Syrian forces are reported to have fired tear gas and live ammunition into crowds of protesters in the northern Syrian city of Aleppo, in what opposition activists say is one of the biggest demonstrations since the anti-government uprising began 15-months-ago.
Reports say at least two people have been wounded in the violence, although details are unclear.
The protests come after Syrian security forces disrupted a student demonstration in Aleppo on Thursday. Video taken from a U.N. vehicle in Aleppo Thursday showed security forces beating student protesters.
Meanwhile, online video posted by opposition groups on Friday showed shells hitting parts of the rebel stronghold of Rastan, and others showed government troops shelling parts of nearby Homs.
The protests and the violence come as United Nations officials express concerns that foreign-based militants may have played a role in recent attacks that have further strained a fragile cease-fire.
Hopes for peace may get some boost from international envoy Kofi Annan. A spokesman says the former U.N. chief is planning to return to Damascus to again pursue a peaceful solution to the conflict. But the spokesman said there is not a timetable yet for what would be Annan's first visit since brokering a cease-fire agreement in March.
U.N. Secretary-General Ban Ki-moon says he believes al-Qaida is behind twin bombings in Damascus, last week, that killed 55 people. He says such involvement would create "very serious problems."

DATA TO EXAMINE
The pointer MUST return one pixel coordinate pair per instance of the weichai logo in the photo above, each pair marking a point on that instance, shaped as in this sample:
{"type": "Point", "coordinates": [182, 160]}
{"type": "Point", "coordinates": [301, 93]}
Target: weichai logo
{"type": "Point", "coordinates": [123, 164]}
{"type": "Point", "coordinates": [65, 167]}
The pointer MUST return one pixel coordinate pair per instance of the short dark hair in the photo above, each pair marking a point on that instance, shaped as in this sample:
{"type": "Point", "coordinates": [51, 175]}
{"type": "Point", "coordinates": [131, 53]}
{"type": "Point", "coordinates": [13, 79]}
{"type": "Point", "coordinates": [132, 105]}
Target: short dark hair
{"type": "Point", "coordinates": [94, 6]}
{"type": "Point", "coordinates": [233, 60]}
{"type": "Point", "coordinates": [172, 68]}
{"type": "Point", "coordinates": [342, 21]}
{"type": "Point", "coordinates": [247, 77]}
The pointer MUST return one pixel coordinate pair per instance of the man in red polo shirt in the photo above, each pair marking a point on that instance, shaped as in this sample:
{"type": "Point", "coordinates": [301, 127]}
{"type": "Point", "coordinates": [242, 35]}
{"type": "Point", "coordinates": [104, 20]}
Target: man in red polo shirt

ACTION ITEM
Decide whether each statement agrees with the report on the Aleppo protests, answering yes or no and quoting the words of the report that settle it: (a) Video from a U.N. vehicle showed security forces beating student protesters. (b) A spokesman gave a date for Kofi Annan's return to Damascus. (c) The twin bombings in Damascus killed 15 people. You can leave the records aside; they aren't needed here.

ANSWER BOX
(a) Yes: "Video taken from a U.N. vehicle in Aleppo Thursday showed security forces beating student protesters."
(b) No: "there is not a timetable yet for what would be Annan's first visit since brokering a cease-fire agreement in March."
(c) No: "twin bombings in Damascus, last week, that killed 55 people."